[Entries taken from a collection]
--

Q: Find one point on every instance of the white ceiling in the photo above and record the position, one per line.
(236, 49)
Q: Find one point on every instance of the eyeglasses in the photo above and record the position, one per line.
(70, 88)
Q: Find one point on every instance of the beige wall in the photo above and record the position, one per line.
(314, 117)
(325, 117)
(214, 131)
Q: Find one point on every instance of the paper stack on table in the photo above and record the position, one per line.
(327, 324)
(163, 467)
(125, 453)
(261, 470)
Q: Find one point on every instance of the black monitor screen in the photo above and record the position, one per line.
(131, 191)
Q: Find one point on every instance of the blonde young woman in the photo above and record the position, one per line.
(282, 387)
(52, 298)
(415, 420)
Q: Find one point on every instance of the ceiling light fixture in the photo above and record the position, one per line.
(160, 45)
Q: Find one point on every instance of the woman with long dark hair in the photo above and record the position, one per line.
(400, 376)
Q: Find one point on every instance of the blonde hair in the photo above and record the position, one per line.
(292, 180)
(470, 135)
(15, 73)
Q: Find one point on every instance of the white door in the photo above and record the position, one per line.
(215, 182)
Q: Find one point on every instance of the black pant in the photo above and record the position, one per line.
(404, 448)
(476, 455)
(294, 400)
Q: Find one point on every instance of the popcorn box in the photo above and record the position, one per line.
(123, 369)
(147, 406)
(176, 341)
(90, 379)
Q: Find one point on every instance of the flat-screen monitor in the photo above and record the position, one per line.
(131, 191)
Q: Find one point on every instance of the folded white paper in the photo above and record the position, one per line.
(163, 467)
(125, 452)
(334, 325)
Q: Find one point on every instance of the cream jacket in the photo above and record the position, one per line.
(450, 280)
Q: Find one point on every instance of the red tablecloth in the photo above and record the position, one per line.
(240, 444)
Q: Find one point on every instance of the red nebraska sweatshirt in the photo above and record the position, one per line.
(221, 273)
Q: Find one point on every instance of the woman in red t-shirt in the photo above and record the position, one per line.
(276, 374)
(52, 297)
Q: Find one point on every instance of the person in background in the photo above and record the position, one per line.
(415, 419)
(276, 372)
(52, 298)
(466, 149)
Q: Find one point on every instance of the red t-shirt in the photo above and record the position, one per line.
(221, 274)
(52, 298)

--

* To do:
The records above are to be given again in full, exactly.

* Output of the task:
Q: Find one point on every instance of the white ceiling in the photo above and record the position, one per line.
(236, 49)
Q: Find one point on every instance of the eyeglasses in the photo above and record the position, one per line.
(70, 88)
Q: Find one point on every instance of the beige wall in the photo above and record the position, one per line.
(314, 117)
(325, 117)
(214, 131)
Q: Find one point on every instance of the paper stack on table in the photo above and record the position, one per line.
(327, 324)
(163, 467)
(125, 453)
(261, 470)
Q: Find one point on every instance of the black monitor screen in the photo above and record the position, one per line.
(131, 191)
Q: Find one point on every instance of the blonde young woman in the photo above and record the position, one per line.
(282, 387)
(52, 298)
(415, 420)
Q: Find one point on every instance of the ceiling light fixture in the photo above and record the position, one per line.
(160, 45)
Q: Find one point on every instance of the woman with long dark hair in the photo above and record the position, one per line.
(400, 376)
Q: Find one point on every instance of the blonde hair in the photo above and record the position, one per line.
(292, 180)
(470, 135)
(15, 73)
Q: Find one point on every instance of the white door in the photo above and record the position, one per line.
(215, 182)
Q: Find one point on every instance of the black pant in the photo above and record the position, one per line.
(404, 448)
(476, 455)
(294, 400)
Q: Find one point on every instance of the popcorn box in the photo above and record the position, one per line.
(123, 369)
(147, 406)
(176, 341)
(90, 379)
Q: Find one point on every instance of the flat-screen monitor in the photo above and record the position, one per line.
(131, 191)
Q: Find one point on every instance of the folded white paper in the photo above and record the position, one per line.
(163, 467)
(125, 452)
(334, 325)
Q: Find one point on every instance of the cream jacket in the photo above and record the position, one per line.
(450, 280)
Q: Find one point on every instance of the red tablecloth in the photo above and record the position, one per line.
(240, 444)
Q: Find one point on every instance of the red nebraska sweatshirt in the photo above and record the position, one per line.
(221, 273)
Q: Find one point on every instance of the woman in red t-shirt in the photo above and record the position, one per line.
(276, 374)
(52, 297)
Q: Find one point on every instance of the person in background in the photo above and record the position, one per line.
(415, 419)
(276, 372)
(52, 298)
(466, 149)
Q: Find one point on every instance of the red t-shirt in the photo above and record the position, one per line.
(221, 274)
(52, 298)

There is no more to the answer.